**Фрагмент текста:**
+--

The article engages in polemics with the French translator of Heidegger’s «Being and Time» Francois Vezin. The latter’s claim that the two-century developmental retardation of French philosophy as opposed to the German one is due to the satirical attack of Voltaire upon Leibniz, misrepresents the historical facts and is one-sided. The article also offers special consideration to Germaine de Staël and Gabriel Marcel, striving to show that analysis of the relations of these figures to the German philosophy is crucial for any solid discourse on the French-German philosophical dialogue.

 

КЛЮЧЕВЫЕ СЛОВА: французская философия, немецкая философия, Вольтер, Г.В. Лейбниц,  Ж. де Сталь, Г. Марсель, Ф. Везен.

 

KEY WORDS: French philosophy, German philosophy, Voltaire, G.W. Leibniz, G. de Staël, G. Marcel, F. Vezin.

+--

Согласуются ли с фрагментом текста об отношениях французской и немецкой философии три утверждения: (a) статья полемизирует с французским переводчиком Хайдеггера; (b) автор статьи разделяет мнение Везена, что отставание французской философии вызвано сатирой Вольтера на Лейбница; (c) особое внимание в статье уделено Жермене де Сталь и Габриэлю Марселю? Для каждого ответьте «да» или «нет» и приведите решающие слова фрагмента в точной цитате. Строки для работы не понадобятся.

**Материал:**

+--

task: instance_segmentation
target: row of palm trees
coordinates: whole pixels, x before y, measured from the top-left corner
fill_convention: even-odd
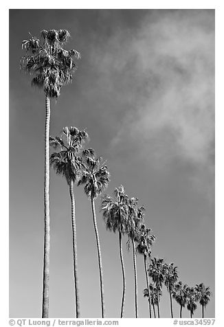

+--

**Письменный ответ:**
(a) Да: «The article engages in polemics with the French translator of Heidegger’s».
(b) Нет: «misrepresents the historical facts and is one-sided».
(c) Да: «The article also offers special consideration to Germaine de Staël and Gabriel Marcel».